It is argued that we cannot be doing the same thing the same way and expect any change for the better. Opponents of restructuring are considered selfish as they simply want to be collecting easy money from the centre and be expending it without accountability. Many people believe that the country is not and cannot move forward unless there is preliminary restructuring.

For instance, Nigeria is said to be very rich in natural resources. The reported resources are mostly on the exclusive legislative list. But, most unfortunately, the federal government is yet to take much interest in them. The constitutive states of Nigeria in which the mineral resources are located want to have the possibility of exploiting them for their own development. However, the rigidity that has come to characterise policy-making under the administration of PMB has been a major source of the political bile in the country.

In fact, the serious concerns generated as a result of the political situation in the country are to the extent that various strata of society have now been insisting on the urgent need for restructuring. To a great extent, the proponents of restructuring cannot be wrong. In the first case, unity is not and cannot be imposed. It can only be desired and worked for. When it is imposed, it does not last. Many cases in international practice have clearly shown this. Even when it is desired and negotiated for, the right of withdrawal is always still provided for. And even when it is not provided for, fundamental human rights of freedom to exist and associate or not to associate with any group of people is still there. Freedom is the most important pillar of democracy.

Explained differently, with the items recommended to be put on the exclusive legislative list, and for which PMB is showing little or no concern, the likelihood of restructuring may not be for the immediate future. In fact, the non-attention can only strengthen the existing national discord on the matter. It can only strengthen the armed struggle for self-determination by the IPOB and the MASSOB. It can only create new opportunities of strength for the Boko Haram as government cannot but be faced with fighting in different battlefields.

We also strongly believe that restructuring, if it takes place, has the potential to generate adoption of principles of self-reliance, particularly in terms of initiative-taking, reducing excessive dependence on others for survival and generation of development plans. Self-reliance gives birth to self-pride and self-projection. With all this, it is self and national identity that will be promoted in the long run. However, in the event restructuring leads to disintegration, national identity and nation-building cannot but be more seriously impacted upon. Consequently, it is now a desideratum to seek to go beyond the bile and politics of restructuring and therefore deal squarely with the issues in restructuring.

-- Job A --
According to the passage on restructuring in Nigeria, why could the federal government's inattention create new opportunities of strength for Boko Haram?
-- Job B --
List every consequence that the passage on restructuring in Nigeria says the government's non-attention "can only" bring about.

-- Given data --

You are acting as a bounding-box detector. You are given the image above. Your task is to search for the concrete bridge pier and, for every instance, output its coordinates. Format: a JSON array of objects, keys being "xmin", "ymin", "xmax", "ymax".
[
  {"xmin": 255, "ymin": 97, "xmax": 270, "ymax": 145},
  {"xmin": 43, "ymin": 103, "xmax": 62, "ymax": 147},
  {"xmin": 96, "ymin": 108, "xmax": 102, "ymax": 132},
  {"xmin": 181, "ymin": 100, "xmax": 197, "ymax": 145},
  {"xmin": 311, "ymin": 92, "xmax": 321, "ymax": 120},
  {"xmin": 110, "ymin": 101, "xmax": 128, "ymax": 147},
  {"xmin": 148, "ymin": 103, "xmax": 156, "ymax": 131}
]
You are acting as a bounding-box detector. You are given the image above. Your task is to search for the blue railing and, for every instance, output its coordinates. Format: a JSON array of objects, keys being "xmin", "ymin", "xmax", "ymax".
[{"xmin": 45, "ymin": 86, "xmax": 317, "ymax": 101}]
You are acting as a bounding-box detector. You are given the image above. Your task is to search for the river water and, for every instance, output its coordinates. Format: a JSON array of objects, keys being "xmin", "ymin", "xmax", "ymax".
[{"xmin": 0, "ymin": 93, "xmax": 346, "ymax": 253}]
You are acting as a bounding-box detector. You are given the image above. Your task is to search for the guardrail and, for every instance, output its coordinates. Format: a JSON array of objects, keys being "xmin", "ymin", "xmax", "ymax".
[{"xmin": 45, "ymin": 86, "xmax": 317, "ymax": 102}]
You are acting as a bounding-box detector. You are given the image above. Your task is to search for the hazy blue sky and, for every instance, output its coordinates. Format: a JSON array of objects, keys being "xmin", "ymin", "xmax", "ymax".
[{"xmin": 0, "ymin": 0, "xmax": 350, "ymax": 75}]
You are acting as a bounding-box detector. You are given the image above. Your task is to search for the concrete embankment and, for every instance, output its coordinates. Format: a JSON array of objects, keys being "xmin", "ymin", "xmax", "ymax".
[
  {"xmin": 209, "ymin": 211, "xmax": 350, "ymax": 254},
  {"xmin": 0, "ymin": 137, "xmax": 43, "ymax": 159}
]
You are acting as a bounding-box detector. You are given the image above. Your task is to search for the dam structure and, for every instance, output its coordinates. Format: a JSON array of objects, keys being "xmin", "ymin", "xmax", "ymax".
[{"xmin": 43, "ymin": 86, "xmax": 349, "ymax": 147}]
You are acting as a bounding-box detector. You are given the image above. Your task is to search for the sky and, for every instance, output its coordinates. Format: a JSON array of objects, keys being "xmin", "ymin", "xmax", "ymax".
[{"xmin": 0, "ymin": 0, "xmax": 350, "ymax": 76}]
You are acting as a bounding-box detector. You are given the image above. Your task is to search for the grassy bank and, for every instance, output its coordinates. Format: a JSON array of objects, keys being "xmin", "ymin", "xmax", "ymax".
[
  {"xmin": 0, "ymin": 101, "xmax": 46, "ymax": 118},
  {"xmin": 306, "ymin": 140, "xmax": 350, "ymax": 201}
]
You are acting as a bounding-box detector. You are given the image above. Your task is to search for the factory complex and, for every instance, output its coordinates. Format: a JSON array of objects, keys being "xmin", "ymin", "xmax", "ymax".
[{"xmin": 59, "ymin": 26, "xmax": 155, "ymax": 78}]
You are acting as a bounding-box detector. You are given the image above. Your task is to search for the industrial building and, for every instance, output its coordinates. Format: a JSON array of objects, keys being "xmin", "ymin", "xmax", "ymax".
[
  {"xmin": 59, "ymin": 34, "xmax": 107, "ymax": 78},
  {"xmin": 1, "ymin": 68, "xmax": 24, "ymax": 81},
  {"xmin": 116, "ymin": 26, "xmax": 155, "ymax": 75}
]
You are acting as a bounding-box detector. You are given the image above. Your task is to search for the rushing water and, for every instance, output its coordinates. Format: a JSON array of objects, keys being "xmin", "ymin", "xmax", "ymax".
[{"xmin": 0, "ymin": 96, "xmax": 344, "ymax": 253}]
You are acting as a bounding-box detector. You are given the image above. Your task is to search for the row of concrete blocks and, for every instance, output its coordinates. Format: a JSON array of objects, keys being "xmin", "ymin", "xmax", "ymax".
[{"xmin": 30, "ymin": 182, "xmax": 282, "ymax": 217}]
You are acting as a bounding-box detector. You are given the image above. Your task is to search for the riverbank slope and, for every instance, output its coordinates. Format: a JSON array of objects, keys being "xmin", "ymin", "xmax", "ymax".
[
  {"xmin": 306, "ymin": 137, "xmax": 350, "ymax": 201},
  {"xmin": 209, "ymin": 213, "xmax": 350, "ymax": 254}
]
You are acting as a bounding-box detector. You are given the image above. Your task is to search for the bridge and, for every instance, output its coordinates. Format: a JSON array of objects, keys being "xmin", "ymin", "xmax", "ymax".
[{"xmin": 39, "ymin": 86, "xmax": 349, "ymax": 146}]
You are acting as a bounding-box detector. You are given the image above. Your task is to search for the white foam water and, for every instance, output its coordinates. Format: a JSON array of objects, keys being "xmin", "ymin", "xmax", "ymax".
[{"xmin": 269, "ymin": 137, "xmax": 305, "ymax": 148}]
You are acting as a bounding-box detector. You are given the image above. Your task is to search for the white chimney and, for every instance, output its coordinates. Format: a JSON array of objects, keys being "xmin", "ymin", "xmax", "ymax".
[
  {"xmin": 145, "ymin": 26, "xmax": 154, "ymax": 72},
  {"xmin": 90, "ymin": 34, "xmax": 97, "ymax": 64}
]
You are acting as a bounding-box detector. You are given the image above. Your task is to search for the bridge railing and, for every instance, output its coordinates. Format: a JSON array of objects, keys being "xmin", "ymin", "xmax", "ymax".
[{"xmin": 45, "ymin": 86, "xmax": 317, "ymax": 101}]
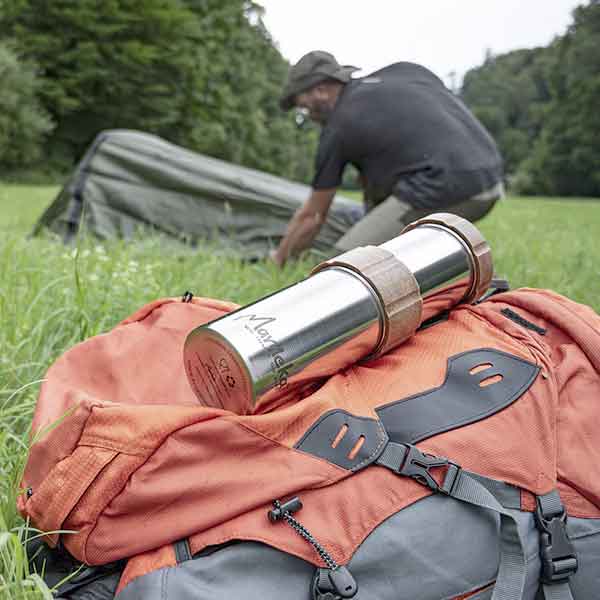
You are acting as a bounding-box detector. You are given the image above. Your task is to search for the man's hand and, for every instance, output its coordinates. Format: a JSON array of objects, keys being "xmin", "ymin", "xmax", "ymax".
[{"xmin": 270, "ymin": 188, "xmax": 336, "ymax": 267}]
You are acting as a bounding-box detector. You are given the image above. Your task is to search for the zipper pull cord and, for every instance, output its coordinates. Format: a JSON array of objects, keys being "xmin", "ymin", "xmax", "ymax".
[{"xmin": 269, "ymin": 498, "xmax": 339, "ymax": 571}]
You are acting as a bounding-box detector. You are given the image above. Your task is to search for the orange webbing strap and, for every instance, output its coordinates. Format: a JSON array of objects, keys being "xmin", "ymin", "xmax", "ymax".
[{"xmin": 375, "ymin": 442, "xmax": 528, "ymax": 600}]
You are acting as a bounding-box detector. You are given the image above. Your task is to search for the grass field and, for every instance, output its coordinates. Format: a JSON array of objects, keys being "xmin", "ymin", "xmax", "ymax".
[{"xmin": 0, "ymin": 185, "xmax": 600, "ymax": 599}]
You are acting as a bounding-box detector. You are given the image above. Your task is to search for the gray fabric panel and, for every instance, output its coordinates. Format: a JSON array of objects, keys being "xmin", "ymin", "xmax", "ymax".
[
  {"xmin": 542, "ymin": 582, "xmax": 573, "ymax": 600},
  {"xmin": 116, "ymin": 504, "xmax": 600, "ymax": 600},
  {"xmin": 469, "ymin": 472, "xmax": 521, "ymax": 509},
  {"xmin": 567, "ymin": 517, "xmax": 600, "ymax": 600},
  {"xmin": 36, "ymin": 130, "xmax": 363, "ymax": 256}
]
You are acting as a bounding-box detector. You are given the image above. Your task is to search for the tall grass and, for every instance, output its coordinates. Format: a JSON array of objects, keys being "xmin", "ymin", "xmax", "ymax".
[{"xmin": 0, "ymin": 186, "xmax": 600, "ymax": 599}]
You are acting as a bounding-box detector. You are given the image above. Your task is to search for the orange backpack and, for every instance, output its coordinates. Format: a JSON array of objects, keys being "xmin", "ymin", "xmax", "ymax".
[{"xmin": 19, "ymin": 289, "xmax": 600, "ymax": 600}]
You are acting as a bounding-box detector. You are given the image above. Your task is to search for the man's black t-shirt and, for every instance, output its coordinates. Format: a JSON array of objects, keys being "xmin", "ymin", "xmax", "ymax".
[{"xmin": 313, "ymin": 62, "xmax": 502, "ymax": 208}]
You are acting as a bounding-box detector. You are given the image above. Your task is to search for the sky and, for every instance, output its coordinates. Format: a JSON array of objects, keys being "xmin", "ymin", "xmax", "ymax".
[{"xmin": 257, "ymin": 0, "xmax": 583, "ymax": 87}]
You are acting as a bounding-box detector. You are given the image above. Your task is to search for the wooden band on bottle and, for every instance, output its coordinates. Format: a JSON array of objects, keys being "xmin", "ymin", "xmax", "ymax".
[{"xmin": 312, "ymin": 246, "xmax": 423, "ymax": 359}]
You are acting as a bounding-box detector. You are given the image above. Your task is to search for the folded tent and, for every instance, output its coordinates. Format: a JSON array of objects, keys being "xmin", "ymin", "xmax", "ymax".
[{"xmin": 34, "ymin": 130, "xmax": 363, "ymax": 257}]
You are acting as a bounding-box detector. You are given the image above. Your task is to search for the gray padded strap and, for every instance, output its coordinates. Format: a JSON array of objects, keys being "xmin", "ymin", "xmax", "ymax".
[
  {"xmin": 542, "ymin": 582, "xmax": 573, "ymax": 600},
  {"xmin": 536, "ymin": 490, "xmax": 565, "ymax": 519},
  {"xmin": 536, "ymin": 490, "xmax": 573, "ymax": 600},
  {"xmin": 449, "ymin": 471, "xmax": 527, "ymax": 600}
]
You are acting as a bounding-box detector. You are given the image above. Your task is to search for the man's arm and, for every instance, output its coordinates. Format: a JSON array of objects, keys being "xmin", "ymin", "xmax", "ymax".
[{"xmin": 272, "ymin": 188, "xmax": 336, "ymax": 267}]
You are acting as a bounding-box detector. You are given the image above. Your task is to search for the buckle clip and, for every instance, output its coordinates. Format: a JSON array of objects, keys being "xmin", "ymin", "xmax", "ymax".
[
  {"xmin": 535, "ymin": 501, "xmax": 578, "ymax": 585},
  {"xmin": 398, "ymin": 444, "xmax": 462, "ymax": 496}
]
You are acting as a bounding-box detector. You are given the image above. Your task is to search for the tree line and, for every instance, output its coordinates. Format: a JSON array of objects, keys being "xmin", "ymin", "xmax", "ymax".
[
  {"xmin": 0, "ymin": 0, "xmax": 600, "ymax": 196},
  {"xmin": 461, "ymin": 0, "xmax": 600, "ymax": 197},
  {"xmin": 0, "ymin": 0, "xmax": 316, "ymax": 180}
]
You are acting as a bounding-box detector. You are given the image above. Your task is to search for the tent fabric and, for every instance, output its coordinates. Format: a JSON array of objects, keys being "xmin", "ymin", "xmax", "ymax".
[{"xmin": 34, "ymin": 130, "xmax": 363, "ymax": 257}]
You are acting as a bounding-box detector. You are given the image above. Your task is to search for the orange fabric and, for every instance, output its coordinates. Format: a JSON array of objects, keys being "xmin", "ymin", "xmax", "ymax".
[
  {"xmin": 115, "ymin": 544, "xmax": 177, "ymax": 596},
  {"xmin": 19, "ymin": 290, "xmax": 600, "ymax": 568}
]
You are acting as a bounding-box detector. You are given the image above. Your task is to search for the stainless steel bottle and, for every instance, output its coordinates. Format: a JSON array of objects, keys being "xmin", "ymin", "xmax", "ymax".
[{"xmin": 183, "ymin": 213, "xmax": 493, "ymax": 414}]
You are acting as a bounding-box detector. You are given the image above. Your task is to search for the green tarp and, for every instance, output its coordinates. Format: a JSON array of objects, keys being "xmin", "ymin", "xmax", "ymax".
[{"xmin": 34, "ymin": 130, "xmax": 362, "ymax": 257}]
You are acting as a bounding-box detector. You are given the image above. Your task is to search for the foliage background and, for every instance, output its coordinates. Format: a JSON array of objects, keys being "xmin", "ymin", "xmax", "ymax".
[
  {"xmin": 461, "ymin": 0, "xmax": 600, "ymax": 197},
  {"xmin": 0, "ymin": 0, "xmax": 600, "ymax": 196}
]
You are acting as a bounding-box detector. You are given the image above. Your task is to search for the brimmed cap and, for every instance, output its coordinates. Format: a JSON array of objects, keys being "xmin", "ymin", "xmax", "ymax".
[{"xmin": 279, "ymin": 50, "xmax": 359, "ymax": 110}]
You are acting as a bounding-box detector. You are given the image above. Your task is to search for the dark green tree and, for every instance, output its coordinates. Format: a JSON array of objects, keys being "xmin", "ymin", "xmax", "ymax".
[
  {"xmin": 461, "ymin": 48, "xmax": 552, "ymax": 175},
  {"xmin": 0, "ymin": 0, "xmax": 314, "ymax": 179},
  {"xmin": 0, "ymin": 44, "xmax": 52, "ymax": 173},
  {"xmin": 524, "ymin": 0, "xmax": 600, "ymax": 196}
]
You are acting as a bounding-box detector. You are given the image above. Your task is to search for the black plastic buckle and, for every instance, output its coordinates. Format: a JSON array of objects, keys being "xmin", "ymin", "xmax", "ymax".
[
  {"xmin": 535, "ymin": 501, "xmax": 578, "ymax": 584},
  {"xmin": 398, "ymin": 444, "xmax": 461, "ymax": 495}
]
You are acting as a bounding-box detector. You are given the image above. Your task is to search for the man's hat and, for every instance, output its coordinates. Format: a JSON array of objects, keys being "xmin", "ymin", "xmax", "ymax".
[{"xmin": 279, "ymin": 50, "xmax": 359, "ymax": 110}]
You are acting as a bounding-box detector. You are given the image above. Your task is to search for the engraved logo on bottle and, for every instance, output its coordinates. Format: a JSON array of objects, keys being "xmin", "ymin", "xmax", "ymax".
[{"xmin": 235, "ymin": 314, "xmax": 292, "ymax": 389}]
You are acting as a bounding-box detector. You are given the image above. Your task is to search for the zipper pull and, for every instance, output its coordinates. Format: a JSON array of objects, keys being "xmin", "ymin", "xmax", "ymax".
[
  {"xmin": 328, "ymin": 565, "xmax": 358, "ymax": 598},
  {"xmin": 268, "ymin": 496, "xmax": 302, "ymax": 523}
]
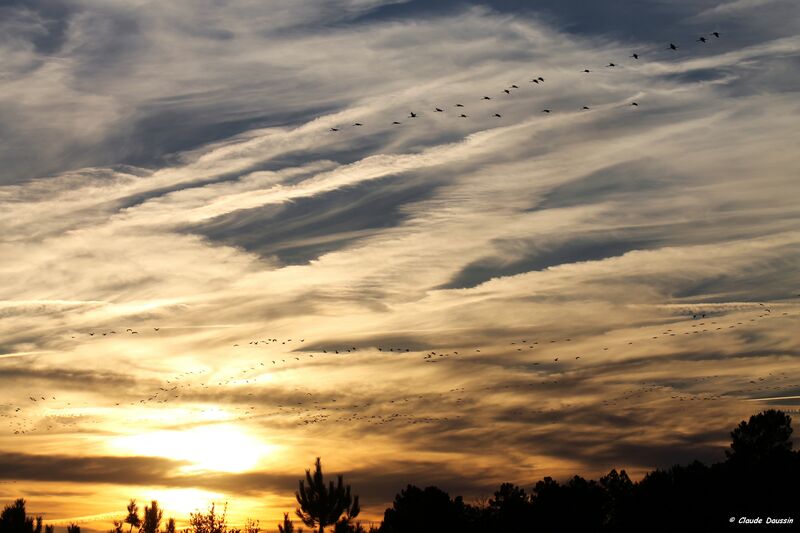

-- Full response A --
The passage states that the government would inevitably be faced with fighting in different battlefields. Its forces would be stretched across several conflicts, which opens new opportunities of strength for Boko Haram.

-- Full response B --
- It strengthens the existing national discord on the matter.
- It strengthens the armed struggle for self-determination by the IPOB and the MASSOB.
- It creates new opportunities of strength for Boko Haram.